**GIVEN PROBLEM**. Identify every line in the entries below that contains the string "logo" and copy each such line in full.
#### DATA PROVIDED
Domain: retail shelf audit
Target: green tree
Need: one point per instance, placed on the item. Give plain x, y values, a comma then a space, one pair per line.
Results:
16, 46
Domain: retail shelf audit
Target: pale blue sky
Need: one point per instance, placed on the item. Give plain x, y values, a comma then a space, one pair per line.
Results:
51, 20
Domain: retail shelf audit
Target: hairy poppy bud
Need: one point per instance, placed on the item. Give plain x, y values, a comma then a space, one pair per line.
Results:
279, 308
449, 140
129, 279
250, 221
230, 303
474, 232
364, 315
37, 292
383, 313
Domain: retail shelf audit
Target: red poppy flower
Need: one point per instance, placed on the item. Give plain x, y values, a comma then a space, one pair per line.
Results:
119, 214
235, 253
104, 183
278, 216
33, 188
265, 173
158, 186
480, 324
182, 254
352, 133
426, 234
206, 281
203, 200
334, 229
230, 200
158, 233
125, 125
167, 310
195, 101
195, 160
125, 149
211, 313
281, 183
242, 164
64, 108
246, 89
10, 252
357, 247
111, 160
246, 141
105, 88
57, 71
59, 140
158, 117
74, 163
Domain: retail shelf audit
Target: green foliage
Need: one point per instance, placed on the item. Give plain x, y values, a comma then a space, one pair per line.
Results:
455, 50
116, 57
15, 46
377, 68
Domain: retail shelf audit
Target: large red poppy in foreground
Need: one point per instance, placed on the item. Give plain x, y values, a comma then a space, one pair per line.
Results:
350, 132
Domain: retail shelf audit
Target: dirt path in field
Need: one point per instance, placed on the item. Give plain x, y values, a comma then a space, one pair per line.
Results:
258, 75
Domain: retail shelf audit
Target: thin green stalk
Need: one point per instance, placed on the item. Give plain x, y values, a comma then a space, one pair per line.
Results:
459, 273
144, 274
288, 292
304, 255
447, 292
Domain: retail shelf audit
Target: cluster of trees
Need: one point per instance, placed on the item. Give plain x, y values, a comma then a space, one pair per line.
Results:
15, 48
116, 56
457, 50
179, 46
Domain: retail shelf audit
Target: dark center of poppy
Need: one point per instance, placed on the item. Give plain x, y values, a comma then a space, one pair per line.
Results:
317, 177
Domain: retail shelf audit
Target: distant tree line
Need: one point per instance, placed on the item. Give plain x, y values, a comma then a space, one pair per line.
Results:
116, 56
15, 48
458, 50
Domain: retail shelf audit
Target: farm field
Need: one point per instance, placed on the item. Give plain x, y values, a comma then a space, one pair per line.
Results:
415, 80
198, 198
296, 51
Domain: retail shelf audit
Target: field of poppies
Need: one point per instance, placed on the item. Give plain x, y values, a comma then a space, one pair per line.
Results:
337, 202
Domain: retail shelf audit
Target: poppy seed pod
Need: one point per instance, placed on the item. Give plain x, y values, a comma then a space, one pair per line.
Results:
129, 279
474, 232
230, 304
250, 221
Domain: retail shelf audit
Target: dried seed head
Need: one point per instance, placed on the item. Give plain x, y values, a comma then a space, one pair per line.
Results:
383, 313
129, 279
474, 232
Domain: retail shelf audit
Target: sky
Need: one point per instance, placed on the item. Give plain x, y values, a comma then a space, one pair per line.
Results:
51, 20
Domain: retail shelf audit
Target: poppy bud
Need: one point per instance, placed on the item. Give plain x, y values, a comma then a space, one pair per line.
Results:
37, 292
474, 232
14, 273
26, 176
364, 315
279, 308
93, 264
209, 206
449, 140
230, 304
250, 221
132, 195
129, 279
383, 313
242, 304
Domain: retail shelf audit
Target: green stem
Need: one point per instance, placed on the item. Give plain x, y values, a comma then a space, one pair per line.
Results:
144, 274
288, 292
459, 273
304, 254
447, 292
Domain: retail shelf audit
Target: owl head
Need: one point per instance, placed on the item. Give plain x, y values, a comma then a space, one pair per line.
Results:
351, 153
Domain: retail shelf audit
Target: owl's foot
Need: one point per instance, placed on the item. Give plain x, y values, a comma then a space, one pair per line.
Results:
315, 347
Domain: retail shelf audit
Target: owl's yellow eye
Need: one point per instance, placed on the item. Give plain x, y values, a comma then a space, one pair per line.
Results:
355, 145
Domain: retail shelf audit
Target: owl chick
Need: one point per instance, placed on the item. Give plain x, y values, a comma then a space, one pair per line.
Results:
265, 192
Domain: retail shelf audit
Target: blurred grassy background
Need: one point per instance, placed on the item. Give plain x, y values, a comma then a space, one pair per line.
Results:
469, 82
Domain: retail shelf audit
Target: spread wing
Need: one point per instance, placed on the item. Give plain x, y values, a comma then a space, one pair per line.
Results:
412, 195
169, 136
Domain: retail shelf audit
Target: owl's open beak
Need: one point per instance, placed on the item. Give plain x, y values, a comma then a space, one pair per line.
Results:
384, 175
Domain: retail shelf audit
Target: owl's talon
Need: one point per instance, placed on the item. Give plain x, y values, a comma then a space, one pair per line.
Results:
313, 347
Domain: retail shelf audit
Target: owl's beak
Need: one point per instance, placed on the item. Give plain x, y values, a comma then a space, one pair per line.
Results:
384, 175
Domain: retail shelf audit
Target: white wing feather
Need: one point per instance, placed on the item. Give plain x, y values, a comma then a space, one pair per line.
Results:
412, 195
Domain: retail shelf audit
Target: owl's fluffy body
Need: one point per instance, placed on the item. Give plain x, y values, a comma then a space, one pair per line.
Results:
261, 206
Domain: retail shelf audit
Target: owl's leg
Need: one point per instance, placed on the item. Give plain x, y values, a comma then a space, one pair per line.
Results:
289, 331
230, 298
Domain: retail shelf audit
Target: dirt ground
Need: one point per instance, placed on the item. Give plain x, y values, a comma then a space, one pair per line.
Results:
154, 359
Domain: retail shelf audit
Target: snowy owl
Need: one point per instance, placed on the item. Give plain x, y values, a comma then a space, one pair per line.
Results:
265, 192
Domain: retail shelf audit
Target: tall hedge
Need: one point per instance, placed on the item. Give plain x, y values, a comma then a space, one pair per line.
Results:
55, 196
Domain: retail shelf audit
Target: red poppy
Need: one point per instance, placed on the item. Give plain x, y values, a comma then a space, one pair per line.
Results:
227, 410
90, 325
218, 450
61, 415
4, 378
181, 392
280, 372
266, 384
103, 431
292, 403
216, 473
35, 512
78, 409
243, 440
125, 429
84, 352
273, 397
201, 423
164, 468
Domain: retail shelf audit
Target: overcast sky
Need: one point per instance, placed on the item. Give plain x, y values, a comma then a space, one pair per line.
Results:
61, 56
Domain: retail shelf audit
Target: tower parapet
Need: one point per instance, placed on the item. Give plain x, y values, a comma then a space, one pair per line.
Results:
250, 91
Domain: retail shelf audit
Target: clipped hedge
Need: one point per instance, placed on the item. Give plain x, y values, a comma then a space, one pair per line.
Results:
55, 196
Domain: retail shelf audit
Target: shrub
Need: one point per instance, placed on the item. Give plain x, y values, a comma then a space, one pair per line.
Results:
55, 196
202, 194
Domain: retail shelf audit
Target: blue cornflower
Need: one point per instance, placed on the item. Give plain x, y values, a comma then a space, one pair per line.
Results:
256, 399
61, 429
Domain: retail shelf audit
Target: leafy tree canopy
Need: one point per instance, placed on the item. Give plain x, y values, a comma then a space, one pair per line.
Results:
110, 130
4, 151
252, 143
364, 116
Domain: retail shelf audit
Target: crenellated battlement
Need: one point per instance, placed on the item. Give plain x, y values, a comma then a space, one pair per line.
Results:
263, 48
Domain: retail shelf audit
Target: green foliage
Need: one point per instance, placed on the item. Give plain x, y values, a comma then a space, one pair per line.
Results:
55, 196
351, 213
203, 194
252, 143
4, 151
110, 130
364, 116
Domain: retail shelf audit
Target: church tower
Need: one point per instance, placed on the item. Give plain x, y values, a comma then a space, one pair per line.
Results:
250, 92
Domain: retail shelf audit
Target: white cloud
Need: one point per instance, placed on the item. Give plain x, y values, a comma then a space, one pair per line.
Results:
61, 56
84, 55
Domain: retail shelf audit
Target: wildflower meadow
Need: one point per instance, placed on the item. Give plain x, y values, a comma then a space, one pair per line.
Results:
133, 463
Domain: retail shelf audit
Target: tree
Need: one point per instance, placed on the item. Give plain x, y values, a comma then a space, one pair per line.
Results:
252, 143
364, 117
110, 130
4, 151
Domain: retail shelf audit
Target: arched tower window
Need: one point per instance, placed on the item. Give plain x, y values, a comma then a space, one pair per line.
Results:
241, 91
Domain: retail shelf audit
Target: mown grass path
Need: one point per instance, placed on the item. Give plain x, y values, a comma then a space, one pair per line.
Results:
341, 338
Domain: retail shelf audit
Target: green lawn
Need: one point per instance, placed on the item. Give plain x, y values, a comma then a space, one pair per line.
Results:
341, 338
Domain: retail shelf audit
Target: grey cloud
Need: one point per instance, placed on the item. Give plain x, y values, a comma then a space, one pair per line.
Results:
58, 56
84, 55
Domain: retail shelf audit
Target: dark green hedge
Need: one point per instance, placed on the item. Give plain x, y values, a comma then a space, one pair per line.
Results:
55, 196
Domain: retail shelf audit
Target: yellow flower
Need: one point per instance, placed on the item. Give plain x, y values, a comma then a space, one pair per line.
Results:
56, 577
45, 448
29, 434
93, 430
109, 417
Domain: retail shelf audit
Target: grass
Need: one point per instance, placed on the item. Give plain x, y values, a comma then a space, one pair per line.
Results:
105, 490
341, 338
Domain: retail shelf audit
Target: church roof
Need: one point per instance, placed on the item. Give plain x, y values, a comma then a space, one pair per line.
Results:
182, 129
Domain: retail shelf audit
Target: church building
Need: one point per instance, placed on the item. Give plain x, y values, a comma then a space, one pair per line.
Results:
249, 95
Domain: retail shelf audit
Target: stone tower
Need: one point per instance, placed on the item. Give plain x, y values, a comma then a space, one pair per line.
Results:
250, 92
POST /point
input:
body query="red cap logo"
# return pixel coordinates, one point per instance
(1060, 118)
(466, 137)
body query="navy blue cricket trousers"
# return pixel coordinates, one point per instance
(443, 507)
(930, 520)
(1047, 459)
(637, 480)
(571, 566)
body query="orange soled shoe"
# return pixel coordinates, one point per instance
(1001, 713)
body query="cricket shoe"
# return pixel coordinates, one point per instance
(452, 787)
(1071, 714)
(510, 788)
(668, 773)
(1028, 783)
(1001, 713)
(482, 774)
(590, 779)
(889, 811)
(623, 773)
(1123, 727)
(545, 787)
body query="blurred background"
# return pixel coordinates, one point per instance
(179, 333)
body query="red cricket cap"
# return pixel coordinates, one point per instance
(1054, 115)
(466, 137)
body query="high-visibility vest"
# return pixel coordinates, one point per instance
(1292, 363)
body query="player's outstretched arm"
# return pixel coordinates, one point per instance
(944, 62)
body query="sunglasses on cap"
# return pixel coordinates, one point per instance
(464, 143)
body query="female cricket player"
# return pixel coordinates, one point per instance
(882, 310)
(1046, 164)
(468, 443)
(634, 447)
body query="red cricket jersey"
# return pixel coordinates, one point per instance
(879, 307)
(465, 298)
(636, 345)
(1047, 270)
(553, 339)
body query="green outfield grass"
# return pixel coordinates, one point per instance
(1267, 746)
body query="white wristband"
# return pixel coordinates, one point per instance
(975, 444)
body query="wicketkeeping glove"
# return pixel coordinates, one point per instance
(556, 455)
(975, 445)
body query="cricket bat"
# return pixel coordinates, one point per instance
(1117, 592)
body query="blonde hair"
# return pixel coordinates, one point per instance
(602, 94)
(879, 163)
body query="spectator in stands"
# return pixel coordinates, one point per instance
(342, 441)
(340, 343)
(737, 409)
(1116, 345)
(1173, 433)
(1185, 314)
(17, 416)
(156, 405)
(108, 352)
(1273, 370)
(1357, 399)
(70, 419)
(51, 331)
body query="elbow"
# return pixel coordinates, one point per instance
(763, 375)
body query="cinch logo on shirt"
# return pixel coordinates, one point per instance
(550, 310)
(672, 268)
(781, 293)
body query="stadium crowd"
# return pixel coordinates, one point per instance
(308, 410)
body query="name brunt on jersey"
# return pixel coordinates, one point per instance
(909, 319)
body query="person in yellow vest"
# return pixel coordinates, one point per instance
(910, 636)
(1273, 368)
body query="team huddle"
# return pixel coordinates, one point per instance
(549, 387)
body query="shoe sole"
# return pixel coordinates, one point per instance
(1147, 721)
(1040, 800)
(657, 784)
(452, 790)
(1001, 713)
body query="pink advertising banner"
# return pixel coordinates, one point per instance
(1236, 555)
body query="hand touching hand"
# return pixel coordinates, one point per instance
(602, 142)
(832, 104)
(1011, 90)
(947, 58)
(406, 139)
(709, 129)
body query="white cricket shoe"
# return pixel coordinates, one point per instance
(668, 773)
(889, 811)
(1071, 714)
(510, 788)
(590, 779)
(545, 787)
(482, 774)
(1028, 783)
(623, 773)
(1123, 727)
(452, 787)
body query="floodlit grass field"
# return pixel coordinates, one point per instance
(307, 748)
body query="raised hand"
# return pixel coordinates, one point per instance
########
**TASK ANSWER**.
body query="red cap logo"
body query="cinch logo on shirt"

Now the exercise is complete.